Work to complete: Each line from the one containing "of the wall" through the end of the entries below should be transcribed exactly, and no other line.

┄┄┄┄┄┄

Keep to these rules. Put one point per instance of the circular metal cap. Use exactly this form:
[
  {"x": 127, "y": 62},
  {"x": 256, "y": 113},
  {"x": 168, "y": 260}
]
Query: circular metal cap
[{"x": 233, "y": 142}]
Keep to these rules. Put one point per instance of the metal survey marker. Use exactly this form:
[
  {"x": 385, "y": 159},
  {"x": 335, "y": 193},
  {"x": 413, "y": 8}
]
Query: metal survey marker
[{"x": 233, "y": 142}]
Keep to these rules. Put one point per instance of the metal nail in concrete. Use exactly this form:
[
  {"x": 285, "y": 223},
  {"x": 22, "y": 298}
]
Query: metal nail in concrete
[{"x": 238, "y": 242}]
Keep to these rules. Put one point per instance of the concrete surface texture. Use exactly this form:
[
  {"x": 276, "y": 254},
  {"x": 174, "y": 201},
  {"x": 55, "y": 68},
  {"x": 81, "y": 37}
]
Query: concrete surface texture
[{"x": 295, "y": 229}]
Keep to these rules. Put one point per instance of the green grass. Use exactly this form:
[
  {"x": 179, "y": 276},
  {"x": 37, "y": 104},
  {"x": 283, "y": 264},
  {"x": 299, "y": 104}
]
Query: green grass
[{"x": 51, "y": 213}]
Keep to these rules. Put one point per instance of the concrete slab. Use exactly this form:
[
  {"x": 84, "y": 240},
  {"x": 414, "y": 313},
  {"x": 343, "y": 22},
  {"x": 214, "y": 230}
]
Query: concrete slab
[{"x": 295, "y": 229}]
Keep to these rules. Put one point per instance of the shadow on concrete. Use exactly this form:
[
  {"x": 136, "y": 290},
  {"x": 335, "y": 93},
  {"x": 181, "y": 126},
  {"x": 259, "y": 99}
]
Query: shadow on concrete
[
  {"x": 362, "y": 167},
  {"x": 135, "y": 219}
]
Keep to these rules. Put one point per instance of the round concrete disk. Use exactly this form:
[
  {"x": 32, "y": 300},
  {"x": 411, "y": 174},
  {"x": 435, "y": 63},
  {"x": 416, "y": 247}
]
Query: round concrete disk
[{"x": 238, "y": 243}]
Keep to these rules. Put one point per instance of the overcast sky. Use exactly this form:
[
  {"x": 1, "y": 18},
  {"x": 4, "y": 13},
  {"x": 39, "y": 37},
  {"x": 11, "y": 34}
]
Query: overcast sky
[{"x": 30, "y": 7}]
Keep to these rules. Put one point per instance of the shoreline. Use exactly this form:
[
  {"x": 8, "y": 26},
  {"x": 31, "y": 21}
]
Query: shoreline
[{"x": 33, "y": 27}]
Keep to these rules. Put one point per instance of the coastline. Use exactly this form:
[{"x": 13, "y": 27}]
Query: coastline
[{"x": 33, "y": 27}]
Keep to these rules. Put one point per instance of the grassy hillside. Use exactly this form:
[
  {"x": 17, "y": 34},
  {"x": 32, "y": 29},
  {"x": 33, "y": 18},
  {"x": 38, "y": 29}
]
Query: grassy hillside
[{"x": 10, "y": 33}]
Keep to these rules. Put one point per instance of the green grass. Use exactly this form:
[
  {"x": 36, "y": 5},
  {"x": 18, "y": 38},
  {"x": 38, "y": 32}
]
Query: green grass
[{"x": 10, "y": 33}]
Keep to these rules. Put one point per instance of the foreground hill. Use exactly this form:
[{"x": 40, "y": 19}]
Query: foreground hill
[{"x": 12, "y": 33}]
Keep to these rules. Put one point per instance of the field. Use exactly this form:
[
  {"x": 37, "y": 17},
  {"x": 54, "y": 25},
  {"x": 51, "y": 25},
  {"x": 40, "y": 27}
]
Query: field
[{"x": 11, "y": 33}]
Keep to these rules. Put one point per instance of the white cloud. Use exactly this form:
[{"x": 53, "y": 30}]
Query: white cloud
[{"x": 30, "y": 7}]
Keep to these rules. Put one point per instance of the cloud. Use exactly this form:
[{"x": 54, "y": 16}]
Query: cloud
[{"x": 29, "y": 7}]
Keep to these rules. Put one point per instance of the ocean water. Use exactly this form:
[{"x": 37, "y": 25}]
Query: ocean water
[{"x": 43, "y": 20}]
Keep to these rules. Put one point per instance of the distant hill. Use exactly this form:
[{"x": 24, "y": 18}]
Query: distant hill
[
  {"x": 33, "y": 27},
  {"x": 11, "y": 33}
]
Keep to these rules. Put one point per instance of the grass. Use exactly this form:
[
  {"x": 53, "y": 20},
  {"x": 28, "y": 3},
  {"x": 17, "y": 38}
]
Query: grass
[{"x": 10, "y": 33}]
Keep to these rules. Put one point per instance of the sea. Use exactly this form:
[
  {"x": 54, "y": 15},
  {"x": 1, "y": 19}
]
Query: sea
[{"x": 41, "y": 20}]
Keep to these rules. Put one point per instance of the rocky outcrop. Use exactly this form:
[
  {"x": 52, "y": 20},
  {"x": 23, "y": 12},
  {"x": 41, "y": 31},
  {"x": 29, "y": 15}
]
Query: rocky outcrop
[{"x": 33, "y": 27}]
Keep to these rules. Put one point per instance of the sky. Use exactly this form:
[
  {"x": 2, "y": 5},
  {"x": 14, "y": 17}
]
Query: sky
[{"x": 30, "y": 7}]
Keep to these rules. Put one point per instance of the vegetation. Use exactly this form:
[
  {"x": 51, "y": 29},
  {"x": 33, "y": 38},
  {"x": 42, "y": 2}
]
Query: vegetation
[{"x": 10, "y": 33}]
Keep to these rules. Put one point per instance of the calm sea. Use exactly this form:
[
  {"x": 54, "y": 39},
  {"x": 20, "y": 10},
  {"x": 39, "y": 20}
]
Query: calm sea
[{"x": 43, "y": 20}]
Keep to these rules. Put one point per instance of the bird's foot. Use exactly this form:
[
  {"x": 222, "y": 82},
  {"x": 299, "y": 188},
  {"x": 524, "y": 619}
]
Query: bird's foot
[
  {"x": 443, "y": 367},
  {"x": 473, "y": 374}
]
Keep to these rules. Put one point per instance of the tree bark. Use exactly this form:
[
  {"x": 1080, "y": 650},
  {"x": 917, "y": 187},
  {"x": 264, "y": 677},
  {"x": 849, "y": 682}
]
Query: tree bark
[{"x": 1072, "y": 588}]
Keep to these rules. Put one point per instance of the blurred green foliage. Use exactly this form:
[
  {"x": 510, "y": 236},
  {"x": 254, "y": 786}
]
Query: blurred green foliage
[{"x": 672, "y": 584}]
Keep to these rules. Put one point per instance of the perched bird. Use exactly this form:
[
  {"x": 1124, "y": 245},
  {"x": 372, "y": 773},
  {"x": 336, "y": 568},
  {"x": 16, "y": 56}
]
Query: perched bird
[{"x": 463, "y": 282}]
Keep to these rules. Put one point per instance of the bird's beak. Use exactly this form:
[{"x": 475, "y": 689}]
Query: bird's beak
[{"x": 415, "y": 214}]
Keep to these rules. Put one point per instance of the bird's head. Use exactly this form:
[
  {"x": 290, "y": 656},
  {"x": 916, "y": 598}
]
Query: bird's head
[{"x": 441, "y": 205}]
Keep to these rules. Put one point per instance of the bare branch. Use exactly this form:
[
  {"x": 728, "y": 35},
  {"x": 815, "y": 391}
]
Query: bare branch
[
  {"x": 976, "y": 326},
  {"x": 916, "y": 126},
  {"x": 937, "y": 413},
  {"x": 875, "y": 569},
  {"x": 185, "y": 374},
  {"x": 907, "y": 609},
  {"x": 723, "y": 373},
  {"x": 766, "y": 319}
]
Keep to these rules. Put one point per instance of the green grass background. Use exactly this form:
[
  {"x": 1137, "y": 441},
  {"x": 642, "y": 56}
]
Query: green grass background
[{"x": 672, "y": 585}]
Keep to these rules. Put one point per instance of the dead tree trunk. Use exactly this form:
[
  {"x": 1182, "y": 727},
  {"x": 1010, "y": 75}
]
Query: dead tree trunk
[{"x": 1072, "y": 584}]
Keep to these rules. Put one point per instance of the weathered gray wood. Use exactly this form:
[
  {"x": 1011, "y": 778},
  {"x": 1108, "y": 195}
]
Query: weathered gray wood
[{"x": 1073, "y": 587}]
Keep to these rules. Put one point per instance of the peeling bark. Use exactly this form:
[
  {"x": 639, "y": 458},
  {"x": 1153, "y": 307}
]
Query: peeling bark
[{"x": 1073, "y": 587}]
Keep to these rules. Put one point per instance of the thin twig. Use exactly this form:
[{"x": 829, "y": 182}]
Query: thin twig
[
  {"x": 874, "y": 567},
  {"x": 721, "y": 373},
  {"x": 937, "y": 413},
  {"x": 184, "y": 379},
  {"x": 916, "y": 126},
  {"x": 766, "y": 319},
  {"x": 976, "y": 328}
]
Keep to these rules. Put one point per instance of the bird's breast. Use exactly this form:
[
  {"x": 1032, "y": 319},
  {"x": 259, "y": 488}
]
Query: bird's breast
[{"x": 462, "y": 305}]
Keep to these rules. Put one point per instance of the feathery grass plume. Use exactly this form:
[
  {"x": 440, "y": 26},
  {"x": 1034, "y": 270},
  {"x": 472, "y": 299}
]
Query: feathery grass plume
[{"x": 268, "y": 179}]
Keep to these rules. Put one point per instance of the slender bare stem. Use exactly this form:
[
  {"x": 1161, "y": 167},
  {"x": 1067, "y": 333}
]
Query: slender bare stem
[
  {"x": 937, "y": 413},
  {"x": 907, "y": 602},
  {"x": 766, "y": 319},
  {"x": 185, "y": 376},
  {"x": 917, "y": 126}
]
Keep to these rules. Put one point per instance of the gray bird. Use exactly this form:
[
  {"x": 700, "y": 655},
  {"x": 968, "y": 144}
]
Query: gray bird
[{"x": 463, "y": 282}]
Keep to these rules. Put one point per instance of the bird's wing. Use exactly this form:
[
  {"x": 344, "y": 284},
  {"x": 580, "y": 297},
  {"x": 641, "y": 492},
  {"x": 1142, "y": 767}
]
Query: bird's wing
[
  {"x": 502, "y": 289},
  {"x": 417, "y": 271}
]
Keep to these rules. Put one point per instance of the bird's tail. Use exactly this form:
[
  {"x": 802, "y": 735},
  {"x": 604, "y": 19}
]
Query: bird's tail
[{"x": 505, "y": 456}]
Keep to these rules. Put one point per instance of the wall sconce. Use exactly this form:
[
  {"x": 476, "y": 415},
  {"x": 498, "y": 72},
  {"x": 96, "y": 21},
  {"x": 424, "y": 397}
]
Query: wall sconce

┄┄┄┄┄┄

Written solution:
Keep to these rules. Put one point per instance of the wall sconce. Use exactly this form:
[
  {"x": 476, "y": 415},
  {"x": 498, "y": 72},
  {"x": 96, "y": 21},
  {"x": 424, "y": 397}
]
Query: wall sconce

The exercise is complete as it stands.